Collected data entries
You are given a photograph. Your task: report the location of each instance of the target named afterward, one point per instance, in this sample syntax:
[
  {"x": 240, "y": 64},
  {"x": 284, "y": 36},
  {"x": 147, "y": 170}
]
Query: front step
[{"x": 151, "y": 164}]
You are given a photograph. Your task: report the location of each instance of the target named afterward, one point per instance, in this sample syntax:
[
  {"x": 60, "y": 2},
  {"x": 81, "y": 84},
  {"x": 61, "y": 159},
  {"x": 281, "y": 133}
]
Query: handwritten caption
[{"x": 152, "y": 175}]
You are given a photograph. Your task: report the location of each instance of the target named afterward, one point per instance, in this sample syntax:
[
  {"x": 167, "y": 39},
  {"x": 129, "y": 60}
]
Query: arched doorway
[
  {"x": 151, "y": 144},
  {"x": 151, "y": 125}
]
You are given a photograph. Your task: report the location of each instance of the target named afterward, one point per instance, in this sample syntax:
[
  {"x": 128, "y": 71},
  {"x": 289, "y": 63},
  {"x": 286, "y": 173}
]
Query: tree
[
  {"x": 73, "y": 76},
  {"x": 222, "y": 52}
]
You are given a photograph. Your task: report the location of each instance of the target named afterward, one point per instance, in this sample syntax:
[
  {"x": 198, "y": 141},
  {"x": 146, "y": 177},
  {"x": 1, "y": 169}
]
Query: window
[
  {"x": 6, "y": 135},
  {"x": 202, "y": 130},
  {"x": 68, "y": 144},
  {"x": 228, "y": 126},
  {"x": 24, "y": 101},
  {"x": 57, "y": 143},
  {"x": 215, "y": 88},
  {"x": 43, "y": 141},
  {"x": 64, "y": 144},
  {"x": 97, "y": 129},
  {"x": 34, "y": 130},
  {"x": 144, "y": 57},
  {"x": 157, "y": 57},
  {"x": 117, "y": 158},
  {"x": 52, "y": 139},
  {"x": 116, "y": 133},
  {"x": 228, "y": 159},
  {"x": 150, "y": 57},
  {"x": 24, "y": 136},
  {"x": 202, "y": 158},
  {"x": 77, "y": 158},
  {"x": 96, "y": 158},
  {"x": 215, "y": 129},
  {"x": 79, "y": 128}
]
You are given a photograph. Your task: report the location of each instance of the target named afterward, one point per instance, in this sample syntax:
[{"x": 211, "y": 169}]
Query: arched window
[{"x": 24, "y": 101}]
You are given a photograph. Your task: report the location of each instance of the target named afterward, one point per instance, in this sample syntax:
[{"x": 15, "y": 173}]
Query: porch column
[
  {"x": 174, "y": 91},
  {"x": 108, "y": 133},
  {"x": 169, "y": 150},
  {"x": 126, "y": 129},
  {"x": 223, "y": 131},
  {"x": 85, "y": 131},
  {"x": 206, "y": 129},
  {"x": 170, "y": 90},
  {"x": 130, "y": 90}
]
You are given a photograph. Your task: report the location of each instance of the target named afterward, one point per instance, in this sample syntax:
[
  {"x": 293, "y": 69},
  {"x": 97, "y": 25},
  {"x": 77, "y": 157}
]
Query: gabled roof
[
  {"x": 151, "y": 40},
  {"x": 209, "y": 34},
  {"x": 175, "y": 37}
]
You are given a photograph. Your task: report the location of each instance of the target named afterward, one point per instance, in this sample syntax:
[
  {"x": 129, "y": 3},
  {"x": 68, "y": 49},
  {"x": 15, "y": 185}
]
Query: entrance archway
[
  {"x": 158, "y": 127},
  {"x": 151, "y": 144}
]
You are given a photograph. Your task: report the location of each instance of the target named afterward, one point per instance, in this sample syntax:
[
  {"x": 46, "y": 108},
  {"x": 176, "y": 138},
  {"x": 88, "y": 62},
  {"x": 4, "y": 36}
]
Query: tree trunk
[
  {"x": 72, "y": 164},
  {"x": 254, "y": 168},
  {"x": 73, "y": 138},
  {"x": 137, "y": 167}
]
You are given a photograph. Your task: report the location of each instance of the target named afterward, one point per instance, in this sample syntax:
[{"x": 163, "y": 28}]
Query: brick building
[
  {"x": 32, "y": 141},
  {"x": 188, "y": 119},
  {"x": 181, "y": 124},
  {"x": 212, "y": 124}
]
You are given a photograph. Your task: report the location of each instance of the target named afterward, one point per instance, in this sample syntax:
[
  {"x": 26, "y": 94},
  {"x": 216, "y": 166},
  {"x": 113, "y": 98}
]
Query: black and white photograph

**PROBLEM TO SOLVE**
Repeat the records exactly, including every line.

**OUTPUT**
You are given a photograph. Your task: report the location of each instance of the target named afterward, one point per instance, in this sample syntax:
[
  {"x": 240, "y": 64},
  {"x": 284, "y": 36},
  {"x": 147, "y": 170}
]
Query: front step
[{"x": 151, "y": 164}]
You are given a photograph. Your task: report the location of each instance of the target named afterward, one point per instance, in this sample syntax:
[
  {"x": 60, "y": 2},
  {"x": 81, "y": 84},
  {"x": 61, "y": 159},
  {"x": 281, "y": 133}
]
Query: handwritten caption
[{"x": 152, "y": 175}]
You are given a photograph. Your task: report the location of each instance of the target named afterward, one point per instance, in this sample syntax:
[
  {"x": 167, "y": 39},
  {"x": 129, "y": 60}
]
Query: arched doorway
[
  {"x": 151, "y": 144},
  {"x": 151, "y": 125}
]
You are given a photograph. Your task: report the location of each instance of the target named afterward, one point per instance, in this sample syntax:
[
  {"x": 128, "y": 71},
  {"x": 289, "y": 63},
  {"x": 286, "y": 173}
]
Query: tree
[
  {"x": 73, "y": 76},
  {"x": 222, "y": 52}
]
You are given a photograph. Your task: report the location of each instance of the target named afterward, one point per instance, in this sample syntax:
[
  {"x": 198, "y": 141},
  {"x": 146, "y": 177},
  {"x": 1, "y": 169}
]
Query: window
[
  {"x": 6, "y": 135},
  {"x": 202, "y": 130},
  {"x": 68, "y": 144},
  {"x": 228, "y": 126},
  {"x": 24, "y": 101},
  {"x": 57, "y": 143},
  {"x": 215, "y": 88},
  {"x": 43, "y": 141},
  {"x": 64, "y": 144},
  {"x": 97, "y": 129},
  {"x": 34, "y": 130},
  {"x": 144, "y": 57},
  {"x": 157, "y": 57},
  {"x": 117, "y": 158},
  {"x": 52, "y": 139},
  {"x": 116, "y": 133},
  {"x": 228, "y": 159},
  {"x": 150, "y": 57},
  {"x": 24, "y": 136},
  {"x": 202, "y": 158},
  {"x": 77, "y": 158},
  {"x": 96, "y": 158},
  {"x": 215, "y": 129},
  {"x": 79, "y": 128}
]
You are given a photograph. Your task: report the location of each instance of the target named afterward, one point per instance, in this sample syntax:
[{"x": 211, "y": 169}]
Query: arched window
[{"x": 24, "y": 101}]
You are given a photograph. Your task: report the location of each instance of the target named afterward, one point per instance, in this sample syntax:
[{"x": 15, "y": 173}]
Query: porch column
[
  {"x": 174, "y": 91},
  {"x": 108, "y": 133},
  {"x": 169, "y": 150},
  {"x": 126, "y": 129},
  {"x": 223, "y": 131},
  {"x": 85, "y": 131},
  {"x": 206, "y": 129},
  {"x": 170, "y": 90},
  {"x": 130, "y": 90}
]
You are given a photograph. Your task: report the location of each instance of the target named afterward, one point per instance, in this sample syntax:
[
  {"x": 293, "y": 69},
  {"x": 97, "y": 25},
  {"x": 77, "y": 157}
]
Query: gabled roof
[
  {"x": 151, "y": 40},
  {"x": 209, "y": 34},
  {"x": 175, "y": 37}
]
You are given a photograph. Your task: report the location of each instance of the target named afterward, one point per instance, in this sample syntax:
[
  {"x": 129, "y": 3},
  {"x": 68, "y": 49},
  {"x": 15, "y": 185}
]
Query: entrance archway
[
  {"x": 158, "y": 127},
  {"x": 151, "y": 144}
]
You are given a photograph. Your task: report the location of each instance of the target named afterward, one point per instance, in this sample syntax:
[
  {"x": 46, "y": 108},
  {"x": 176, "y": 138},
  {"x": 88, "y": 62},
  {"x": 4, "y": 36}
]
Query: tree trunk
[
  {"x": 72, "y": 164},
  {"x": 254, "y": 168},
  {"x": 73, "y": 138},
  {"x": 137, "y": 167}
]
You are given a photograph. Your task: report the location of each instance of the target named afterward, one point per instance, in this sample syntax:
[{"x": 163, "y": 28}]
Query: brick building
[
  {"x": 32, "y": 141},
  {"x": 188, "y": 119},
  {"x": 181, "y": 124},
  {"x": 212, "y": 124}
]
You are given a photograph. Your task: report the location of each instance of the target named afterward, one point per instance, in this sample syntax:
[
  {"x": 26, "y": 94},
  {"x": 216, "y": 166},
  {"x": 113, "y": 98}
]
Query: black and white photograph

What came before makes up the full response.